→ **Problem requirements**
If a line includes "street", copy it out of the entries.

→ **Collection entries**
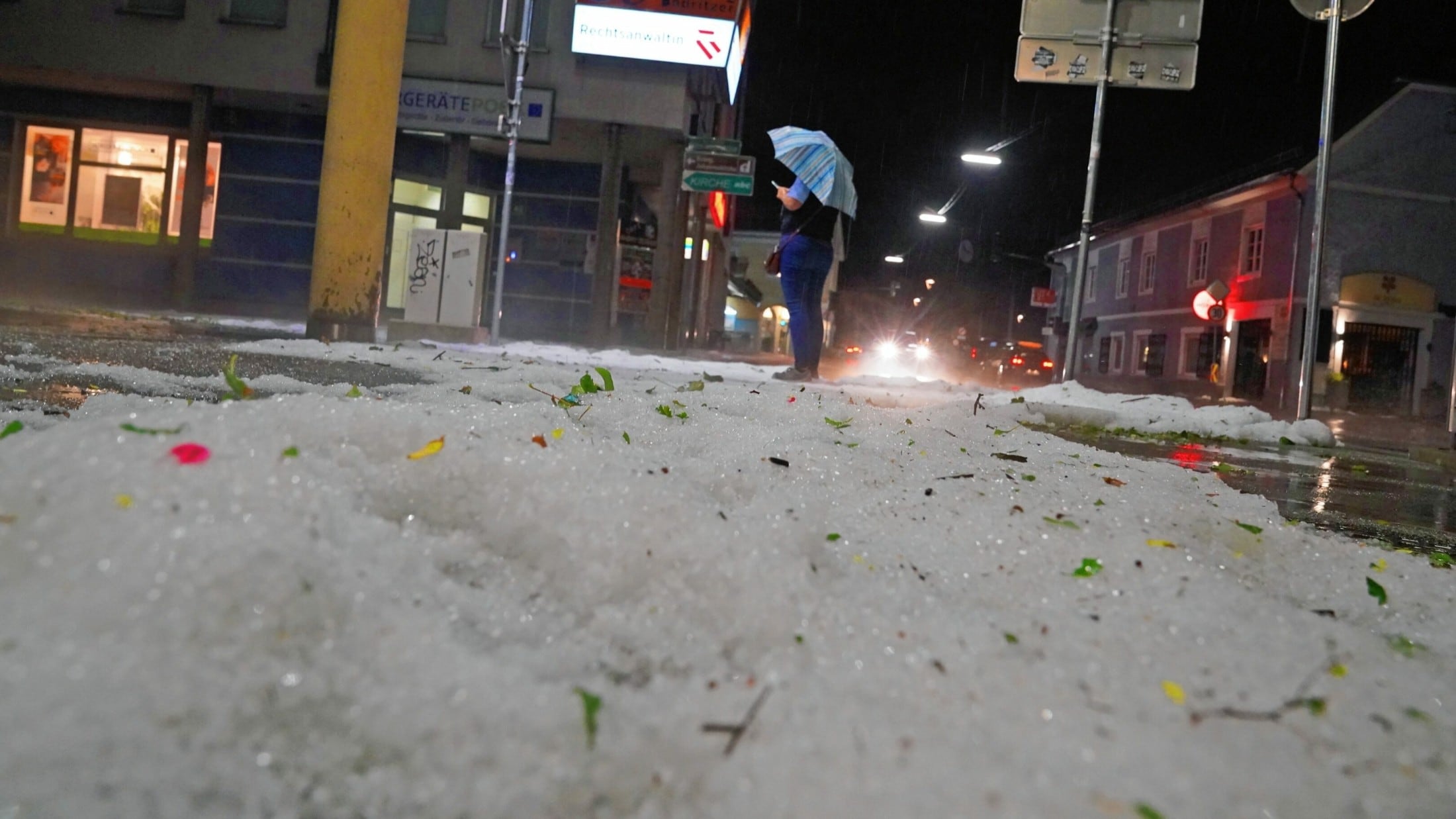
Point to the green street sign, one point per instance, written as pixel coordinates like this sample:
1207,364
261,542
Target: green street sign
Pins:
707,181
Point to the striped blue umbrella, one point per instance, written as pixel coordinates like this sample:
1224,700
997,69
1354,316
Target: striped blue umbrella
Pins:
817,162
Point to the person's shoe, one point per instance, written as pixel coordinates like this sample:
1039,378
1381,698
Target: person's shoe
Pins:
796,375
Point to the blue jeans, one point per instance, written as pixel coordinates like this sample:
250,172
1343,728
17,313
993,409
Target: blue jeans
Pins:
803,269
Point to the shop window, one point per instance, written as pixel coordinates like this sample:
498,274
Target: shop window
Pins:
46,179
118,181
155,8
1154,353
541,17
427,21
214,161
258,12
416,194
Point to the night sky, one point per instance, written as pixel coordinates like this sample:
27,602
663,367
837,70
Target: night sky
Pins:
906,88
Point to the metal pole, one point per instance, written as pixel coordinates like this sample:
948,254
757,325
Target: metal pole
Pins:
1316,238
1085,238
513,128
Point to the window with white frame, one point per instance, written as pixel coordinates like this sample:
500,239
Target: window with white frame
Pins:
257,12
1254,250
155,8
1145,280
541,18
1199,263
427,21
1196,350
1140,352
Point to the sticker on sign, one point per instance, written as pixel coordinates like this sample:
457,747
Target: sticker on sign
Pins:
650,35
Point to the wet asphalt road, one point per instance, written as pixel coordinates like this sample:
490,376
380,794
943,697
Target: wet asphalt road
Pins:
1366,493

--

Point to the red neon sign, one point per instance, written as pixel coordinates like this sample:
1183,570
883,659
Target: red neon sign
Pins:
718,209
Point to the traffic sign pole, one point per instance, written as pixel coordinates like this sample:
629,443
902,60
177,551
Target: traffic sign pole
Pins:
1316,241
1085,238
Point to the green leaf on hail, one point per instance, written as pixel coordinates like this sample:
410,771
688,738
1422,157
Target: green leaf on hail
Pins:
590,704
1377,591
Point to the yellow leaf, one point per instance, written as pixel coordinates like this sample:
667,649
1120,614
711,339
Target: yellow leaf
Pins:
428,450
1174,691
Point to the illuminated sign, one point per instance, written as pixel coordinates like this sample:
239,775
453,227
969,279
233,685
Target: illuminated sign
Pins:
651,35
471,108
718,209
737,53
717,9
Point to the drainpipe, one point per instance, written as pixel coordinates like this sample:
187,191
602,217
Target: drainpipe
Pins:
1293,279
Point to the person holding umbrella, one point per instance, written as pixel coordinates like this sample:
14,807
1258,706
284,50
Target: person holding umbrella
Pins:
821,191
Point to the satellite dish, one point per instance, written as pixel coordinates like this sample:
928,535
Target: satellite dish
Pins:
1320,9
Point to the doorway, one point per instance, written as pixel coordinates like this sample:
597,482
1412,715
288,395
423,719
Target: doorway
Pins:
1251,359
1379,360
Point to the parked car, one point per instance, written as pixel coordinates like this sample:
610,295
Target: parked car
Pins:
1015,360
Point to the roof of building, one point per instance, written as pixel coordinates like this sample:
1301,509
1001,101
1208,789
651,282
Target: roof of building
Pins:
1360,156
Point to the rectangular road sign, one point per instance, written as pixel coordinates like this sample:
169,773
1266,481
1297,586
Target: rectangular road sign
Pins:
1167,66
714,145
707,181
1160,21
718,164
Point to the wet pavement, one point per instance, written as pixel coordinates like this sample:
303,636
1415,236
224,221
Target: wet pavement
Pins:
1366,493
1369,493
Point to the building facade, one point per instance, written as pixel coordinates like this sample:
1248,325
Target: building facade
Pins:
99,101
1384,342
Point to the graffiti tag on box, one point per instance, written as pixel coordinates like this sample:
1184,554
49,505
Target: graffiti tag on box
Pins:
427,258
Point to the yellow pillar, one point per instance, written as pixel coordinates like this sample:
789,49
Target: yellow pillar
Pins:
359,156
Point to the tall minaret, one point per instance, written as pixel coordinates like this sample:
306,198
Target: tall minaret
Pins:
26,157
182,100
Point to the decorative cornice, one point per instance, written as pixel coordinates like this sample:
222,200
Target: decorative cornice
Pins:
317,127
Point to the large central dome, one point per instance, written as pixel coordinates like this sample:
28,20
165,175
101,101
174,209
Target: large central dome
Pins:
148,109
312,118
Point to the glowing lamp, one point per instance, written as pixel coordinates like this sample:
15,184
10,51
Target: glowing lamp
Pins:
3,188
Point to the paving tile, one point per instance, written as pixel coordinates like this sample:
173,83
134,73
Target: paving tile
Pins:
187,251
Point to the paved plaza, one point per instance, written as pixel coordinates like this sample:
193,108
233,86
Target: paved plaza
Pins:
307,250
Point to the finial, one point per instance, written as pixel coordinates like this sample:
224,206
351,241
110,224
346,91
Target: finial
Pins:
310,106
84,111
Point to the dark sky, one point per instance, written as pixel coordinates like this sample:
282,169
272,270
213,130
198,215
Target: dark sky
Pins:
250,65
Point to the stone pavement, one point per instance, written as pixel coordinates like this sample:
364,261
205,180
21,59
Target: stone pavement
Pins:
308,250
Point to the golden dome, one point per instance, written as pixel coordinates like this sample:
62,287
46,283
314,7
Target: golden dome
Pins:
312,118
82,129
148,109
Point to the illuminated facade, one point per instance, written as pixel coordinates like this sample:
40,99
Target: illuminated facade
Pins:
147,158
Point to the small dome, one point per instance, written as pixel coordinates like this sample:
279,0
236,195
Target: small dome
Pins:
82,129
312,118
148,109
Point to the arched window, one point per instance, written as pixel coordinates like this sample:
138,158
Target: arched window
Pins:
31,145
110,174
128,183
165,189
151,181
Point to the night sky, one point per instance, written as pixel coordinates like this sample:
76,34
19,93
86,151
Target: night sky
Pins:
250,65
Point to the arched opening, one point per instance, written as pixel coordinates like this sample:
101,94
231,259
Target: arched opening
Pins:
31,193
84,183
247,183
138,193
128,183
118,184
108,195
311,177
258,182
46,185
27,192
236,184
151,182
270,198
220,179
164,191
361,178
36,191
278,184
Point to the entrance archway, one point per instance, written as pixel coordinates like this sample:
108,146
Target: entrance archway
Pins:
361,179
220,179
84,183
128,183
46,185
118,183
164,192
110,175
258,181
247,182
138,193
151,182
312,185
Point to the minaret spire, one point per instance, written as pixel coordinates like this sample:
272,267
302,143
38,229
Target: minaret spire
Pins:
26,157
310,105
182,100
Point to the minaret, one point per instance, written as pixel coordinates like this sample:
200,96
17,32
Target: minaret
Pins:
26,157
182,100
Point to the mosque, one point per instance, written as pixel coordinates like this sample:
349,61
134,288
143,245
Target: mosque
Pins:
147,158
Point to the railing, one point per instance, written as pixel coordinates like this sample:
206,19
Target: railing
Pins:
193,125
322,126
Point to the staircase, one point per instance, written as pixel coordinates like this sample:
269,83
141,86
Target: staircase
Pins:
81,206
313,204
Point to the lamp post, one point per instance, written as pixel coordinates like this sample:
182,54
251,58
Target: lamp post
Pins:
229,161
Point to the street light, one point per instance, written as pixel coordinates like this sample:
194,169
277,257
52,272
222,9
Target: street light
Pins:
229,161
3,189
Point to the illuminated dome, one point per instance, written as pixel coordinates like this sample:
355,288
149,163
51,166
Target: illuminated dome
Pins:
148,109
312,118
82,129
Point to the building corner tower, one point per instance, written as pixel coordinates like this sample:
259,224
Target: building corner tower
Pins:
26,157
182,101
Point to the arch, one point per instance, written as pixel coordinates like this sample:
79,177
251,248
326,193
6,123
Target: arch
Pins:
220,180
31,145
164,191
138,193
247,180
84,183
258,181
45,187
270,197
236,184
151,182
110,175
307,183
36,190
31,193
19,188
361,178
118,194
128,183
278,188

---

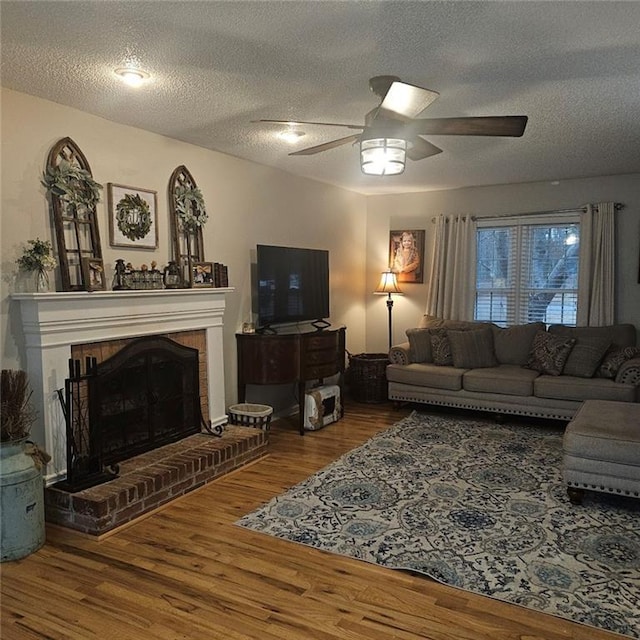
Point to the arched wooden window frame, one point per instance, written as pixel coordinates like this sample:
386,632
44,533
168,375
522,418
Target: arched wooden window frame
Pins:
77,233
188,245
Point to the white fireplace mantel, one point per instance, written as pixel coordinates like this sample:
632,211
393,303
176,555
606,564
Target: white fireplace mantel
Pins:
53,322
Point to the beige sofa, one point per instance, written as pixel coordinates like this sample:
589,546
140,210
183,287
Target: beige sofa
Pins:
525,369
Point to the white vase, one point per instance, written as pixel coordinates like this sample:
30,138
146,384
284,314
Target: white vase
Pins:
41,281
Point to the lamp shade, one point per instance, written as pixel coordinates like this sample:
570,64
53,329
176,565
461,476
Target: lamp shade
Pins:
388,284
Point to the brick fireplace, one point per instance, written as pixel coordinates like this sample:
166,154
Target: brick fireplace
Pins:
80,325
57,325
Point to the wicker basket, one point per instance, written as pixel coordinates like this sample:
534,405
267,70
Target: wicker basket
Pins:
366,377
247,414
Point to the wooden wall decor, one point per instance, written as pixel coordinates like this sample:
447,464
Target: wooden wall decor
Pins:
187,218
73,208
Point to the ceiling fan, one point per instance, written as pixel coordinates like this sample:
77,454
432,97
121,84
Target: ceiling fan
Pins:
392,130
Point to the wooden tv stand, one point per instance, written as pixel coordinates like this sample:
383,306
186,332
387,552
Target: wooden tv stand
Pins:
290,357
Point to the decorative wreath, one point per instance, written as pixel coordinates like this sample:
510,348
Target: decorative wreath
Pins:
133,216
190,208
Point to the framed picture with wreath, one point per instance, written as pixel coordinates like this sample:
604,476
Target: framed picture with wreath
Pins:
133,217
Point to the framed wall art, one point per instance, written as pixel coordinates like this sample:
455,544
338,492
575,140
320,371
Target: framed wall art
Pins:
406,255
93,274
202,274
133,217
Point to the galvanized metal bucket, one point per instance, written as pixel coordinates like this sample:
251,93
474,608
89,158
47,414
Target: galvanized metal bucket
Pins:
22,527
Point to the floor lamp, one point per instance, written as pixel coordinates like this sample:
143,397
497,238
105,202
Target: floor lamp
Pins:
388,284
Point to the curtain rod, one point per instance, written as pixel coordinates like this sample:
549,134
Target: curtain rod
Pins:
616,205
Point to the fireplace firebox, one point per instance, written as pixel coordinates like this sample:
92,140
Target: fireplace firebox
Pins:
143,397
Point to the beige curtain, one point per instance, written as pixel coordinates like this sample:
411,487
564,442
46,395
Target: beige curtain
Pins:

→ **Answer space**
Point to the green street sign, one point per instance, written as pixel coordinates like this sample:
Target: green street sign
Point to the street light, one point per instance, written as pixel coordinates like this sample:
Target: street light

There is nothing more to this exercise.